*** DATA FOR PROCESSING Section Begins ***

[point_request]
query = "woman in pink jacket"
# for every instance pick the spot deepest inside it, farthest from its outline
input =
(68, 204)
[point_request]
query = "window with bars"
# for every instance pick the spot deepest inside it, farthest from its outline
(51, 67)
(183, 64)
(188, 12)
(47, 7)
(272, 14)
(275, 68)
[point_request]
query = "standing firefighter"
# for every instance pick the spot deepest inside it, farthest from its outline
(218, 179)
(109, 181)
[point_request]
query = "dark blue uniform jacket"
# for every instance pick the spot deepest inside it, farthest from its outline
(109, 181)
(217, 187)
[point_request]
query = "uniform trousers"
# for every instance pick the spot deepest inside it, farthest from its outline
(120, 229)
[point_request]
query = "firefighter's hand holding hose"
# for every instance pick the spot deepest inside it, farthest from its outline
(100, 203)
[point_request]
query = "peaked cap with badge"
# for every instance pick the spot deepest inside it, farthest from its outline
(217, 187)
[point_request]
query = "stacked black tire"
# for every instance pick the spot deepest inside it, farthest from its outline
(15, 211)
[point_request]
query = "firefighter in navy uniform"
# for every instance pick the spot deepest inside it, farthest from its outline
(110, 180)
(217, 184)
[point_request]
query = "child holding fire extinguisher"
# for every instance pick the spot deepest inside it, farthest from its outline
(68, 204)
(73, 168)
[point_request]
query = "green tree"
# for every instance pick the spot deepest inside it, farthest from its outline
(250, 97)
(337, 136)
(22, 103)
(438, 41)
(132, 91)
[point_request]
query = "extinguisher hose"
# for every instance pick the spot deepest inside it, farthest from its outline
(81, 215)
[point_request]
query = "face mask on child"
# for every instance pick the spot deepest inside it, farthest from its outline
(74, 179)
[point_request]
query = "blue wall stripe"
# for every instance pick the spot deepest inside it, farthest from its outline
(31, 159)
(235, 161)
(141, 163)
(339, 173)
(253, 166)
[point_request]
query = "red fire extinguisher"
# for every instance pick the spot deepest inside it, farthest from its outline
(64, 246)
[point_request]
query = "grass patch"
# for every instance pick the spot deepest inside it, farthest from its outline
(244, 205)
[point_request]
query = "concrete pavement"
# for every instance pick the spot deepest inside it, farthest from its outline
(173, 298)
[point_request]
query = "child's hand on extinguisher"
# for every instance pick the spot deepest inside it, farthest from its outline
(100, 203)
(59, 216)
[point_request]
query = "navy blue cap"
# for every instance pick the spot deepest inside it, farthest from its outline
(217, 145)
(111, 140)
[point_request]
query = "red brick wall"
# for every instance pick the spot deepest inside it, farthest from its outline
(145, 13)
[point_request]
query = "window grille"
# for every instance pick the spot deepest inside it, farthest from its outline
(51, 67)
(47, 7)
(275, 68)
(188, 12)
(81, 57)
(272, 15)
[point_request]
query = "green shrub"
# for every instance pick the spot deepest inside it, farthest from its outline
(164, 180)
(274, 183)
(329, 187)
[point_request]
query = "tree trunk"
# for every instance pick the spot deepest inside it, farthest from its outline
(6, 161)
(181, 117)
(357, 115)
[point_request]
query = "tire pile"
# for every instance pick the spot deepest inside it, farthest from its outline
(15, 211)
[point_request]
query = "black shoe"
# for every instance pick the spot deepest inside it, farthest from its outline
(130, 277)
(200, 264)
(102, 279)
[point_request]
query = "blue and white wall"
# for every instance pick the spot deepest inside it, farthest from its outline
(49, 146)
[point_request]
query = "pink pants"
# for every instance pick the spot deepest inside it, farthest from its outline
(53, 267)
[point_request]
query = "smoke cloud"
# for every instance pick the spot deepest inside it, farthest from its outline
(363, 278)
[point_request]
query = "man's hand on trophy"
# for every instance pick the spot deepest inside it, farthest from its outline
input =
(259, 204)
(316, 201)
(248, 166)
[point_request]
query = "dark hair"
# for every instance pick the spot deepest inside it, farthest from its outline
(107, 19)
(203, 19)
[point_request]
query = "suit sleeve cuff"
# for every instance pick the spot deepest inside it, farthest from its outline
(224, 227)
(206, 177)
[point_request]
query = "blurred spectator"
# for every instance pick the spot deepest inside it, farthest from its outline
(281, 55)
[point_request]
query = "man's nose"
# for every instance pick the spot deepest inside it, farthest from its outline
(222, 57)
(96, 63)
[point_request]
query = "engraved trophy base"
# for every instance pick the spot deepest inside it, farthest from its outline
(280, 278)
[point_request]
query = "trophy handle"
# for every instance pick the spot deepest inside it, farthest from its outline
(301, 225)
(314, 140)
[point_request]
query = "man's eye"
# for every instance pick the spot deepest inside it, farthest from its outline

*** DATA FOR PROCESSING Section Ends ***

* _AIM OF THE TASK_: Repeat the material in full, exactly as it reads.

* _RESULT OF THIS TASK_:
[point_request]
query = "woman in pink jacket"
# for every instance pick the spot deepest inside it, farthest from its outline
input =
(68, 204)
[point_request]
query = "window with bars"
# for every instance pick the spot deepest inside it, farthest from its outline
(51, 67)
(183, 64)
(188, 12)
(47, 7)
(272, 14)
(275, 68)
[point_request]
query = "standing firefighter"
# for every instance pick the spot deepest inside it, farthest from its outline
(218, 179)
(109, 181)
[point_request]
query = "dark blue uniform jacket"
# for every instance pick the spot deepest inside it, farthest from its outline
(109, 181)
(217, 187)
[point_request]
query = "uniform trousers"
# for every instance pick the spot deepest inside it, farthest from its outline
(120, 229)
[point_request]
query = "firefighter's hand holding hose"
# for every instance pick the spot deepest inside it, farthest from its outline
(100, 203)
[point_request]
query = "peaked cap with badge"
# for every instance pick the spot deepest inside it, farthest from its outline
(217, 187)
[point_request]
query = "stacked black tire"
# for every instance pick the spot deepest inside it, farthest from its outline
(15, 211)
[point_request]
query = "firefighter in navy uniform"
# for every instance pick the spot deepest inside it, farthest from its outline
(110, 180)
(217, 184)
[point_request]
query = "child holding fire extinguisher"
# for every instance pick the spot deepest inside it, farthest from its outline
(68, 204)
(73, 168)
[point_request]
query = "green tree"
# for every instance pick the spot deepest inside it, farthest from its outline
(250, 97)
(337, 136)
(22, 103)
(438, 41)
(132, 91)
[point_request]
query = "extinguisher hose"
# for every instance pick the spot deepest inside it, farthest from its outline
(81, 215)
[point_request]
query = "face mask on child"
# for every instance pick the spot deepest inside it, farthest from its outline
(74, 179)
[point_request]
query = "blue wall stripe"
# for every instance pick the spot deepest inside it, farthest from its outline
(31, 159)
(235, 161)
(141, 163)
(339, 173)
(253, 166)
[point_request]
query = "red fire extinguisher"
# for every instance pick the spot deepest inside it, farthest from its outline
(64, 246)
[point_request]
query = "grass patch"
# for every instance pick the spot deepest inside it, farthest from its outline
(244, 205)
[point_request]
query = "concrete pavement"
# for every instance pick the spot deepest inside it, farthest from its outline
(173, 298)
[point_request]
query = "child's hand on extinguisher"
# for every instance pick the spot deepest inside it, farthest from its outline
(100, 203)
(59, 216)
[point_request]
query = "navy blue cap"
# for every instance pick the spot deepest inside it, farthest from its outline
(217, 145)
(111, 140)
[point_request]
query = "red brick wall"
# for every instance pick the spot deepest inside it, farthest from its outline
(145, 13)
[point_request]
query = "window grille"
# for every instance pick the spot deepest inside it, farthest from its outline
(51, 67)
(47, 7)
(275, 68)
(188, 12)
(81, 57)
(272, 15)
[point_request]
query = "green shrub"
# for every instance pick the spot deepest inside it, farthest from its outline
(164, 180)
(274, 183)
(329, 187)
[point_request]
query = "tree trunk"
# for every instance pick the spot deepest inside it, farthest from its outline
(6, 161)
(181, 117)
(357, 115)
[point_request]
query = "tire pile"
# for every instance pick the spot deepest inside it, farthest from its outline
(15, 211)
[point_request]
query = "black shoe"
# for every instance pick the spot deepest inside it, farthest from its outline
(130, 277)
(200, 264)
(102, 279)
[point_request]
query = "blue and white wall"
# for every instance pick the spot deepest inside it, farthest from its outline
(49, 146)
[point_request]
query = "pink pants"
# for every instance pick the spot deepest inside it, farthest from its outline
(53, 267)
[point_request]
query = "smoke cloud"
# for every instance pick the spot deepest inside it, farthest from its outline
(363, 278)
[point_request]
query = "man's hand on trophy"
# for every instance pick the spot deepest inside it, farthest from its outline
input =
(259, 204)
(316, 201)
(248, 166)
[point_request]
query = "dark hair"
# for every instance pick the spot deepest inside it, farthest from its outline
(107, 19)
(203, 19)
[point_request]
query = "suit sleeve cuff"
# for every instance pick the spot deepest inside it, farthest from its outline
(224, 227)
(206, 177)
[point_request]
query = "blurred spectator"
# for every instance pick the spot deepest inside it, farthest from its outline
(281, 55)
[point_request]
query = "man's nose"
# for every instance pick the spot deepest inside it, farthest from its outline
(222, 57)
(96, 63)
[point_request]
query = "engraved trophy base"
# for every instance pick the spot deepest inside it, farthest from its outline
(280, 278)
[point_request]
query = "trophy handle"
# for every instance pick the spot deepest inside it, farthest from its outline
(301, 225)
(314, 140)
[point_request]
query = "man's eye"
# for every instance pick the spot deepest inside it, farthest from its outline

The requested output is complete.